# What you have to do
Count how many lines in the material below hold the word "instance"; the reply is that number alone.

***

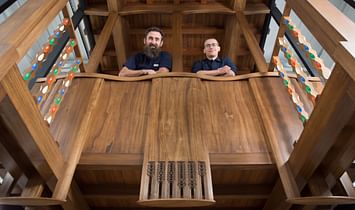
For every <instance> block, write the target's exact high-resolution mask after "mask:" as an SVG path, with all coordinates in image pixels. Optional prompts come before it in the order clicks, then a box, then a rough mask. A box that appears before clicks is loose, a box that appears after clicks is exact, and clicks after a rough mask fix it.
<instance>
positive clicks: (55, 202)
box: [0, 197, 66, 206]
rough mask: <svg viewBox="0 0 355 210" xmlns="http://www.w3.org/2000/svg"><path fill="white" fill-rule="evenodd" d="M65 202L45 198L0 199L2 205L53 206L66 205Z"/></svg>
mask: <svg viewBox="0 0 355 210" xmlns="http://www.w3.org/2000/svg"><path fill="white" fill-rule="evenodd" d="M65 202H66V201H65V200H58V199H55V198H45V197H0V205H15V206H53V205H61V204H64V203H65Z"/></svg>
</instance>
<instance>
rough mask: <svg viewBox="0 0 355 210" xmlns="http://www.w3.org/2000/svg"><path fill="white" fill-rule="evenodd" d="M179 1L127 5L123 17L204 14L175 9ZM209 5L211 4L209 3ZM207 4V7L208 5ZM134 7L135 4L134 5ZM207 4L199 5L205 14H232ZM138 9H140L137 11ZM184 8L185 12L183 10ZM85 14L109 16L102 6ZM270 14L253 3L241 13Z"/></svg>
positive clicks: (262, 7)
mask: <svg viewBox="0 0 355 210" xmlns="http://www.w3.org/2000/svg"><path fill="white" fill-rule="evenodd" d="M179 4H180V1H179V0H174V4H172V5H169V4H166V5H159V4H153V5H147V4H141V5H140V6H139V7H138V6H134V5H133V6H130V5H127V6H125V7H124V10H123V11H122V12H123V13H124V15H130V14H132V15H133V14H137V13H138V14H145V13H147V14H149V13H151V12H152V11H155V12H159V13H161V12H162V11H163V10H162V11H158V10H159V7H161V8H164V9H167V10H166V11H163V12H165V13H170V12H173V11H174V10H176V11H180V12H182V13H192V12H193V11H195V12H194V13H204V12H202V11H197V9H193V7H196V8H197V5H196V6H191V7H190V9H189V10H187V9H188V8H186V5H185V6H184V7H181V8H176V5H179ZM209 4H211V3H209ZM209 4H208V5H209ZM135 5H136V4H135ZM208 5H207V4H201V5H199V7H200V8H203V7H204V6H205V9H204V11H206V12H207V13H227V14H233V13H234V12H233V10H230V9H228V8H225V7H224V6H223V5H219V4H217V5H219V7H218V8H219V9H218V10H215V11H213V10H211V8H210V6H208ZM138 8H140V9H139V10H138ZM184 8H186V10H184ZM84 12H85V14H86V15H93V16H108V15H109V11H108V10H107V8H106V7H105V6H104V5H102V4H93V5H91V4H90V7H88V8H86V9H85V11H84ZM269 12H270V9H269V8H268V7H267V6H266V5H265V4H263V3H254V4H246V7H245V10H244V11H243V13H244V15H258V14H268V13H269Z"/></svg>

***

# Your response
4